===== QUOTED PASSAGE =====
Perfect Forwarding with Const References

How can I perfectly forward a const lvalue reference using std::forward?

When perfectly forwarding arguments using std::forward, it's important to consider the const-ness of the argument being forwarded. If you have a const lvalue reference and want to preserve its const-ness while forwarding, you need to use the appropriate template argument for std::forward.

Here's an example:

#include <iostream>

void func(const int& x) {
  std::cout << "func(const int&): " << x << "\n";
}

template <typename T>
void forward_func(T&& arg) {
  func(std::forward<T>(arg));
}

int main() {
  const int value = 42;
  forward_func(value);
}
func(const int&): 42

In this example, forward_func() takes a forwarding reference arg and forwards it to func() using std::forward<T>(arg). When calling forward_func() with a const lvalue value, the template argument T deduces to const int&. By using std::forward<T>(arg), the const-ness is preserved, and func() correctly receives a const lvalue reference.
===== INFORMATION SUPPLIED =====
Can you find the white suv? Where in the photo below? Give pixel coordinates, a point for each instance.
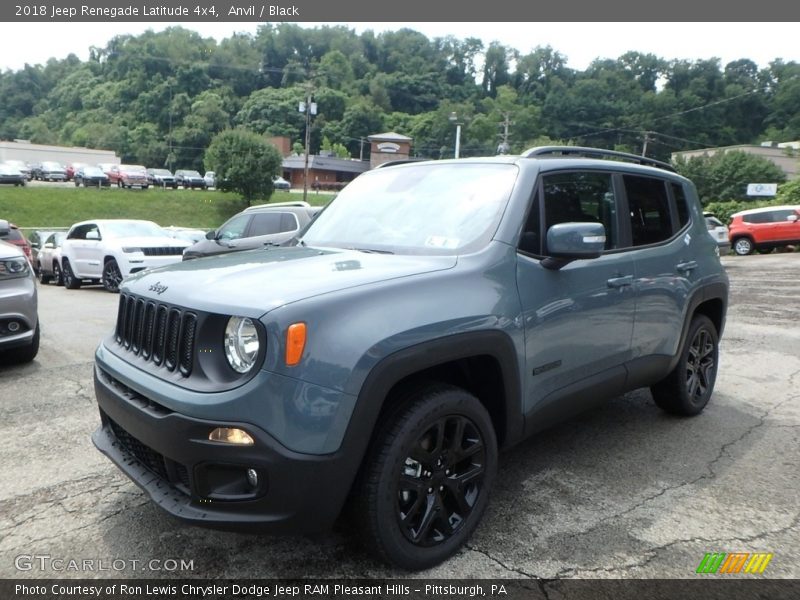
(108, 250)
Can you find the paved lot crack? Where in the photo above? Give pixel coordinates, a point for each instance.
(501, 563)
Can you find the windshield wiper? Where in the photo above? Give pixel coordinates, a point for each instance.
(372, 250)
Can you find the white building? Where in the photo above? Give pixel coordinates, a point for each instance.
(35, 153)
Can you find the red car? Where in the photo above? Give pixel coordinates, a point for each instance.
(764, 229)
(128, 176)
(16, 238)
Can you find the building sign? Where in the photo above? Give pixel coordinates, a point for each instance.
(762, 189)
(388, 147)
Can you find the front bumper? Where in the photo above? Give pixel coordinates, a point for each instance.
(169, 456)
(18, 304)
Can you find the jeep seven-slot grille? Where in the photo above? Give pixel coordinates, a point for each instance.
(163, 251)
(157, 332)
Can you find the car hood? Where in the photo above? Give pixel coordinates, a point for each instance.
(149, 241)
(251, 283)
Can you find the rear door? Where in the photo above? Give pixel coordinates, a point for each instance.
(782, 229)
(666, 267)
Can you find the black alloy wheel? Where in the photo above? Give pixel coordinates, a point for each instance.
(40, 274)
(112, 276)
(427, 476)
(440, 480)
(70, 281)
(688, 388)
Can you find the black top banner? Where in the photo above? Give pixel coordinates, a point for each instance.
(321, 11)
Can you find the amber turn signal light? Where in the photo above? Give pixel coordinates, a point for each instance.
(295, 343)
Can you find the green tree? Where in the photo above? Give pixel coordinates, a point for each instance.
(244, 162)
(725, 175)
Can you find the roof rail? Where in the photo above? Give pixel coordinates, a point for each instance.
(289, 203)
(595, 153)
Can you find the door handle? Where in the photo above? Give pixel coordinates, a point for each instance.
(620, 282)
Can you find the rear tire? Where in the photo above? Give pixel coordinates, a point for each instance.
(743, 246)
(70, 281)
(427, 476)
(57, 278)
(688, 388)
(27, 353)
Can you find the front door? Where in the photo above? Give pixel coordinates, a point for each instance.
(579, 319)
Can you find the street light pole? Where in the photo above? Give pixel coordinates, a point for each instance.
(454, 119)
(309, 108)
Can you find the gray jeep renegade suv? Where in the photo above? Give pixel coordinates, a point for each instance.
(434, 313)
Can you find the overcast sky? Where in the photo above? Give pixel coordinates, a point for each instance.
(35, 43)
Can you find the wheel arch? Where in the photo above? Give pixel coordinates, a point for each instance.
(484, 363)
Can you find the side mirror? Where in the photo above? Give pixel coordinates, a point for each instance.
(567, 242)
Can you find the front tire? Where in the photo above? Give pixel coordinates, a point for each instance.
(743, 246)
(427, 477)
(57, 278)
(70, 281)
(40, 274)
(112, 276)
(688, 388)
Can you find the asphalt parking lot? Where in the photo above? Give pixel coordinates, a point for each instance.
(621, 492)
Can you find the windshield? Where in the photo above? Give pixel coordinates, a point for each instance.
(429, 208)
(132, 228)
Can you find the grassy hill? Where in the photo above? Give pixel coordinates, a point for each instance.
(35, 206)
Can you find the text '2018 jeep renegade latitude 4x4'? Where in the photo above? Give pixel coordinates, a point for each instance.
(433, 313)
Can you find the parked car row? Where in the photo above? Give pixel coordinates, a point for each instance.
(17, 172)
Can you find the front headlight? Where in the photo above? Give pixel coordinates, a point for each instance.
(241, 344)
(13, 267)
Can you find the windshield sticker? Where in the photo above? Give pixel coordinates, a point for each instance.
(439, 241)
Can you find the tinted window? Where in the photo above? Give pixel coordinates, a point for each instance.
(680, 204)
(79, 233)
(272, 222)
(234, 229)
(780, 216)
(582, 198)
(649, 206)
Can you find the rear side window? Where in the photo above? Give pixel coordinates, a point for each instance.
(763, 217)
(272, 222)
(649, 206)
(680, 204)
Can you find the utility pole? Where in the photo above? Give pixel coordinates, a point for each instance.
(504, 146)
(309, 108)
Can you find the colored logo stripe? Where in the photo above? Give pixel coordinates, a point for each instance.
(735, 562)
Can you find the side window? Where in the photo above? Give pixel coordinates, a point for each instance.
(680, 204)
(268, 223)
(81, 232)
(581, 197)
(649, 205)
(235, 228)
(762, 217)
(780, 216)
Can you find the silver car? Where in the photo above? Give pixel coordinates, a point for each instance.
=====
===== INFORMATION SUPPLIED =====
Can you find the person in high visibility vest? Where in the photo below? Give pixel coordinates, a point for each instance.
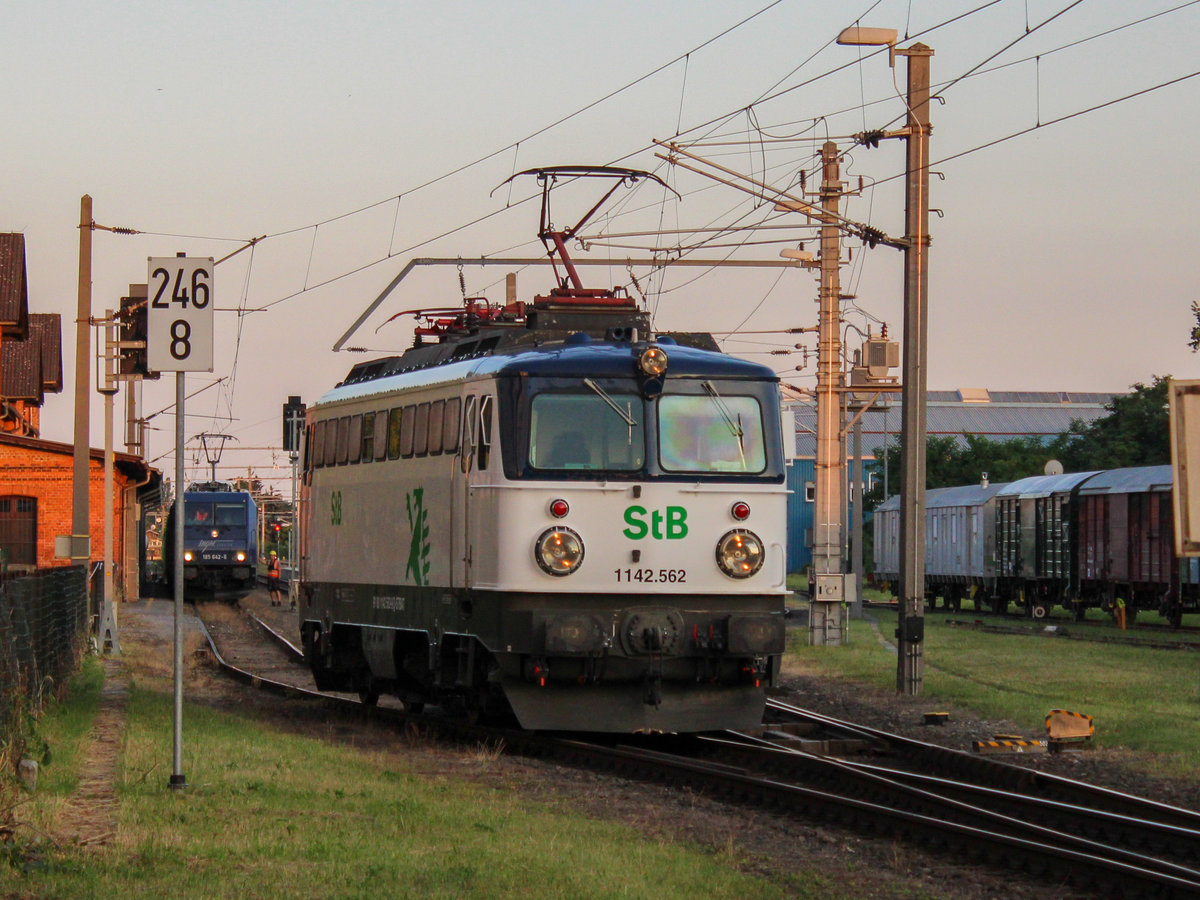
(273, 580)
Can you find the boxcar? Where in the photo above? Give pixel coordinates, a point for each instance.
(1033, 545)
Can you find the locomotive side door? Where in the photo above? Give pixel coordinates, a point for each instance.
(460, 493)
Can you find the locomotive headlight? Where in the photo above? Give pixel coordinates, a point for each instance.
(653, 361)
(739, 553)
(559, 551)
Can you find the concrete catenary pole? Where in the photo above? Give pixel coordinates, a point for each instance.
=====
■ TASK INSTRUCTIONS
[1] In the text on perfect forwarding with const references, what does the template argument T deduce to when forward_func() is called with a const lvalue?
[2] Rewrite the passage of the text on perfect forwarding with const references that begins at the words "template <typename T>" and stops after "const lvalue reference.", putting "relay_func" in place of "forward_func".
Rely on the text alone.

■ SOLVED TASKS
[1] const int&

[2]
template <typename T>
void relay_func(T&& arg) {
  func(std::forward<T>(arg));
}

int main() {
  const int value = 42;
  relay_func(value);
}
func(const int&): 42

In this example, relay_func() takes a forwarding reference arg and forwards it to func() using std::forward<T>(arg). When calling relay_func() with a const lvalue value, the template argument T deduces to const int&. By using std::forward<T>(arg), the const-ness is preserved, and func() correctly receives a const lvalue reference.